Instructions for the task: Leave out every picture, and output exactly the lines from the line containing "Reviewer note: confirm that each instance of the blue ocean" through the last line of the data.

Provided material:
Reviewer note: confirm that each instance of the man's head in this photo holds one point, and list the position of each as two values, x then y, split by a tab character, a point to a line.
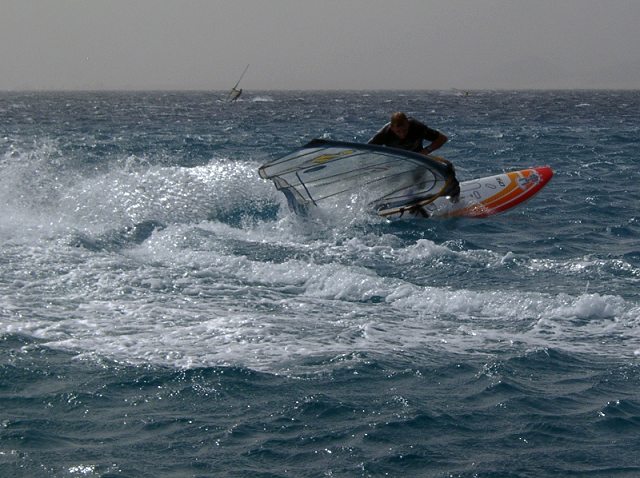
399	124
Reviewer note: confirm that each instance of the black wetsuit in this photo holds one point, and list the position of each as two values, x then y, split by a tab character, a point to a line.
417	133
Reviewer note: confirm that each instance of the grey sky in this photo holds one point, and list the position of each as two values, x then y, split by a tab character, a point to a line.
319	44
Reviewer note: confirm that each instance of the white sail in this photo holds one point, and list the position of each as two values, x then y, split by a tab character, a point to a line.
393	180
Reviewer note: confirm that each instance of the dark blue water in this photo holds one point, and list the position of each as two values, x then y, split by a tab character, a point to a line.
162	313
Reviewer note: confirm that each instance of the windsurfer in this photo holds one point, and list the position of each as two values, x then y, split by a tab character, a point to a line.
408	133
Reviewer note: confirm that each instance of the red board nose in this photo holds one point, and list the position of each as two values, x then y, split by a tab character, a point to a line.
545	172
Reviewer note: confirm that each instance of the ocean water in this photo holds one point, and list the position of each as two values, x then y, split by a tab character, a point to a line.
162	313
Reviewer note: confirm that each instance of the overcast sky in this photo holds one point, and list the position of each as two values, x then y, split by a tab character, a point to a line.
319	44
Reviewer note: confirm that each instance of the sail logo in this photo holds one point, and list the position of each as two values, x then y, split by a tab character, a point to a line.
325	158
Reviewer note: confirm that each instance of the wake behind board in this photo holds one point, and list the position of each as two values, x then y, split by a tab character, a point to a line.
482	197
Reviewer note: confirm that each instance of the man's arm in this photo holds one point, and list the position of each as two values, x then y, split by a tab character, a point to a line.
435	144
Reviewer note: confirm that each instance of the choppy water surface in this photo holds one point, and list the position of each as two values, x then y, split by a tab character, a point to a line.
164	314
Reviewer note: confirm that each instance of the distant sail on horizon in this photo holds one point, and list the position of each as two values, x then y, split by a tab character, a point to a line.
235	93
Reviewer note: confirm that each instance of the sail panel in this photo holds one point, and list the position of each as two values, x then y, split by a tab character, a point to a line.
326	170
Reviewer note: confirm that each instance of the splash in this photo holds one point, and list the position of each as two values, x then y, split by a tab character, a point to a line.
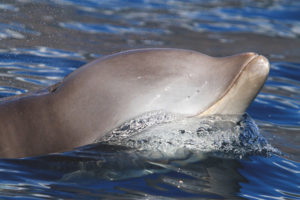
172	135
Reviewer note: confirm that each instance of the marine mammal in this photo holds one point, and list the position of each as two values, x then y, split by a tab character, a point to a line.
108	91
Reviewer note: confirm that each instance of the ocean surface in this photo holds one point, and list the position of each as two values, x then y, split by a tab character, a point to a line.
42	41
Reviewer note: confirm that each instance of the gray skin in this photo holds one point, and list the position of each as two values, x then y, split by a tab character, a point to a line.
105	93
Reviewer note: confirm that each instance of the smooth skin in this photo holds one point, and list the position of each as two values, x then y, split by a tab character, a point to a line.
105	93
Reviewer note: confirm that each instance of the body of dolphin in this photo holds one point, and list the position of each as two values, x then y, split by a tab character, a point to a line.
105	93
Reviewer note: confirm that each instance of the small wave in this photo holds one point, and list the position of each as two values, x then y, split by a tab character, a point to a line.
170	134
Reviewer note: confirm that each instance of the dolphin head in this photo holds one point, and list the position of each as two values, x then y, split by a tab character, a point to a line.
175	80
194	84
248	79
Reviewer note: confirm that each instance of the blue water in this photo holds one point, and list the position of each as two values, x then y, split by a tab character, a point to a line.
43	41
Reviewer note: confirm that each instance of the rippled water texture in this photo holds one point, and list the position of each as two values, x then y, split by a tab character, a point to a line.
43	41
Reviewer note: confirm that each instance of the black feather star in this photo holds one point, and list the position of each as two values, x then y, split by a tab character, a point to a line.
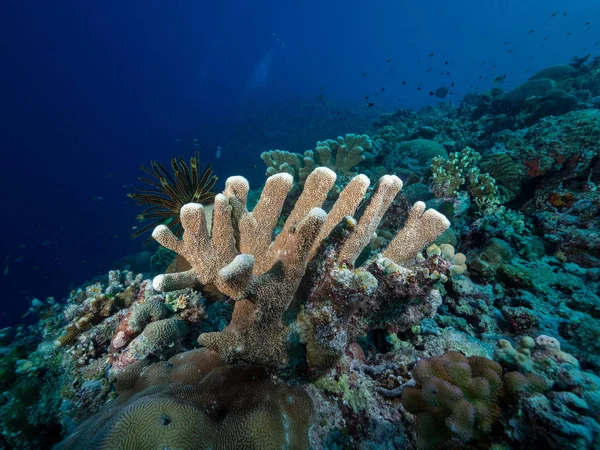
171	192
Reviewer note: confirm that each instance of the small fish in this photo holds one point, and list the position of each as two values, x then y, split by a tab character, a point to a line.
499	80
441	92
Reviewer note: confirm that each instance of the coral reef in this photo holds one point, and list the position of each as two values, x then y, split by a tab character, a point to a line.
332	310
264	275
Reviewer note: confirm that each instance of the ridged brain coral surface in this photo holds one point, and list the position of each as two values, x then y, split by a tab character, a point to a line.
234	407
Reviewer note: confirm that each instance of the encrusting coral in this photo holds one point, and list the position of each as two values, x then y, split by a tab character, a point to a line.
241	258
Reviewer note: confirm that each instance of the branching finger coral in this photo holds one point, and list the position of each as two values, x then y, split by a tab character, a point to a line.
241	258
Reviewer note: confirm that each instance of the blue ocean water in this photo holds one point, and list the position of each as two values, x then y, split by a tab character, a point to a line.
89	91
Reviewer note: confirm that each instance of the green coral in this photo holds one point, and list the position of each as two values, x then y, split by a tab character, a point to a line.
455	397
356	397
461	171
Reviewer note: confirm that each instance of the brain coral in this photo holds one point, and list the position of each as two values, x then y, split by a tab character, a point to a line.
233	407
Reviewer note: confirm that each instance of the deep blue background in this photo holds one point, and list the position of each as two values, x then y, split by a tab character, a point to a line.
90	90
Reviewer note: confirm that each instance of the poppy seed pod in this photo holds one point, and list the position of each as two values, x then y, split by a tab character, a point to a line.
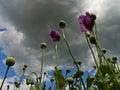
62	24
43	45
10	61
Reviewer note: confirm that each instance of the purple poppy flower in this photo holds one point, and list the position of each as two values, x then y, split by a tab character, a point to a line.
86	22
54	35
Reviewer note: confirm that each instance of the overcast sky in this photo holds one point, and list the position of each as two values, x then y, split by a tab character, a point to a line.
28	23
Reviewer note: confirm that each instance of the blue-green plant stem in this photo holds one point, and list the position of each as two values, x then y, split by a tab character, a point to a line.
91	50
34	73
99	53
63	35
4	78
56	51
118	67
41	65
94	57
104	57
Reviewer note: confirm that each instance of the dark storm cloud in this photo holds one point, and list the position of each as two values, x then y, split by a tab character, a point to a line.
35	18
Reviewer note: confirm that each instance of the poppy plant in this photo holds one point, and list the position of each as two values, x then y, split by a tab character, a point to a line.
54	35
86	22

Result:
Reviewer note: confirm that each instance of the blue ocean water in this photo holds one point, and list the position of each as two values, x then y, split by a tab character, a point to a line.
89	91
Reviewer note: confirm that each instance of the green coral in this photo holds one point, and list the position of each as two values, x then y, split by a tab character, a point to a line.
455	397
356	397
461	171
Reviewer note: confirm that each instance of the brain coral in this photo holds one point, and list the position of each as two values, x then y, split by a tab character, a point to a line.
233	407
Reviewer note: confirm that each instance of the deep blue background in this photo holds one point, and list the position of each as two values, x then y, split by a tab character, a point to a line.
90	90
Reviewer note: confirm that each instance of the poppy seed pod in this photo holds one point, and list the position of each as two values, x then y, split by a tab character, a point to a line.
62	24
43	45
10	61
Reviewer note: confirm that each instance of the purple poppy flower in this photo holds one point, and list the position of each as two values, x then y, split by a tab character, a point to a line.
86	22
54	35
Reviewer note: confirm that each instance of the overcast sky in this photo holds one point, and list the position of each as two values, x then y, split by a tab character, a point to a line.
28	23
Reviewer note: confirm that each instance of the blue-green plant stem in this photo holds one point, and list the position of each as two values, x then y, split by a tab character, a point to a line.
91	50
34	73
99	53
63	35
4	78
56	51
118	67
41	65
94	57
104	57
Reviewer note: confirm that each instance of the dark storm cloud in this photo holds one point, and list the position of each as two values, x then y, split by a tab character, a point to a line.
35	18
Reviewer note: confirm that each instance of the poppy plant in this photo holds one point, and list the position of each as two values, x then y, split by a tab character, a point to a line.
54	35
86	22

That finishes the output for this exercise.